Indique si cada afirmación concuerda con el fragmento sobre la calidad de vida: (a) la especie humana es la más inestable de todas las especies vivientes; (b) lo contrario del exilio es la infancia; (c) uno de los peores exilios es el exilio de sí mismo. Responda sí o no a cada una y cite literalmente las palabras del fragmento que lo determinan.

**Fragmento del documento:**
___

En definitiva la vida parece ser una cuestión más cualitativa que cuantitativa, lo que se ha dado en llamar -en una frase tan gastada como remanida- calidad de vida. El problema de esta expresión es que la palabra calidad está muy asociada en estos tiempos a la cantidad. Por ejemplo, de acuerdo a la cantidad de dinero de que Ud. disponga podrá jugar en primera, segunda o tercera, o ni siquiera podrá jugar, y tendrá que limitarse a juntar los desechos de los que juegan, incluyendo los desechos de los pobres. Ahora bien, si al menos Ud. puede viajar, en su turno de existir, digamos en segunda o en tercera, no estará de más que cada tanto proceda a una autoevaluación de cómo está su vida. Y esto por una fuerte constatación: de todas las especies vivientes la humana es la más inestable. Buena parte de nuestra vida se juega entre lo estable y lo inestable, entre lo nuevo y lo viejo, entre lo cierto y lo incierto, entre lo interno y lo externo, en lo que tendrá de exilio toda vida a partir de la mencionada salida de la infancia. En cierto sentido, la vida es una sucesión de exilios por etapas que finalizan, emprendimientos que llegan a su fin, parejas que se desparejan y demás inicios y finales hasta llegar a la jubilación. Ese tiempo y ese espacio donde más de una vez el jubilado es un exiliado en su propia tierra y en su propia casa. Lo contrario del exilio es el arraigo. Pensar sobre la vida es poder reflexionar sobre esa especie de alternancia y de lucha entre el exilio y el arraigo. De la elaboración de los exilios y de la capacidad de arraigo depende la verdadera calidad de vida ya que de todos los exilios posibles uno de los peores es el exilio de sí mismo pues en eso consiste una de las formas de la locura.

___

**Ítems proporcionados:**
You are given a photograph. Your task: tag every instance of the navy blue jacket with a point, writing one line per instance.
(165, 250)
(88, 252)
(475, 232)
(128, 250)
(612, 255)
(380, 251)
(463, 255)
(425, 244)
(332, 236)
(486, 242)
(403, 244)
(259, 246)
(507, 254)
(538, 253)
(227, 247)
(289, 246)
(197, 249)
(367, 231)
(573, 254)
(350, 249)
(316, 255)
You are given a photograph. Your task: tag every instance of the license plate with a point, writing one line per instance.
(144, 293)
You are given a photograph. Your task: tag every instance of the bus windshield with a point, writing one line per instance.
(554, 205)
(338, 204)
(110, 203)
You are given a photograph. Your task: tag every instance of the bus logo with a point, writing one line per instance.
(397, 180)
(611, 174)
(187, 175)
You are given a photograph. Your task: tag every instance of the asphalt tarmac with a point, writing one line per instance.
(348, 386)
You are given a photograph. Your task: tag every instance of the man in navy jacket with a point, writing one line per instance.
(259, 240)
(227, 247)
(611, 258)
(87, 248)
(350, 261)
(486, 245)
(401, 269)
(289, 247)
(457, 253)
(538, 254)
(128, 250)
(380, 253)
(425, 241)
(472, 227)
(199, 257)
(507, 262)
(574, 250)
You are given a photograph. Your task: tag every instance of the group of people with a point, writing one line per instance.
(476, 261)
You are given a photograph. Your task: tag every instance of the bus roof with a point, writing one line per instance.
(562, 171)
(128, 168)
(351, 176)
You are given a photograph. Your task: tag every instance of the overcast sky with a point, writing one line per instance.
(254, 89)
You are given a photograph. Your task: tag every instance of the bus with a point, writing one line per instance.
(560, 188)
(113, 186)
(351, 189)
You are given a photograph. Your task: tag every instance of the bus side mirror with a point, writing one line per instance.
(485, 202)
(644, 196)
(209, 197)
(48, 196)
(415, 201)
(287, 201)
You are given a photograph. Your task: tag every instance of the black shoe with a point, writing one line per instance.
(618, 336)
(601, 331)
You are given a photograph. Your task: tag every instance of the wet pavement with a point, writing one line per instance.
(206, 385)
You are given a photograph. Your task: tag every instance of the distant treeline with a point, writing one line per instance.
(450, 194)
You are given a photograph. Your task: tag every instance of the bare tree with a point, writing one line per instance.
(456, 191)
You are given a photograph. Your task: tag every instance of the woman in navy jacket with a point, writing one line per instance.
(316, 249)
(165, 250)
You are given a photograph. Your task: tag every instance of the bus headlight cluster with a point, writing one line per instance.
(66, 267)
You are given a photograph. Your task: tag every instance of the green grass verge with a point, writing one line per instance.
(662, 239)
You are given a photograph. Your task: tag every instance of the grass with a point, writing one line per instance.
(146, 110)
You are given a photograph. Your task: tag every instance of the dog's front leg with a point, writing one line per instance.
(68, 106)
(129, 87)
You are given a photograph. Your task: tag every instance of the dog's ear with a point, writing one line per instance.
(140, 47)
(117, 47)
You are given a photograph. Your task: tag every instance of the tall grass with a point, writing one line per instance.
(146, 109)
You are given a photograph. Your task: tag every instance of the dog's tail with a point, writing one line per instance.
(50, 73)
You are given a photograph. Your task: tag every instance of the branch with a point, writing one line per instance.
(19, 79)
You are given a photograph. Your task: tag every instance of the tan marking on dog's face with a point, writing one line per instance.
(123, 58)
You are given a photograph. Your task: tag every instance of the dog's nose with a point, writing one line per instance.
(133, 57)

___

**Respuesta:**
(a) Sí: «de todas las especies vivientes la humana es la más inestable».
(b) No: «Lo contrario del exilio es el arraigo».
(c) Sí: «de todos los exilios posibles uno de los peores es el exilio de sí mismo».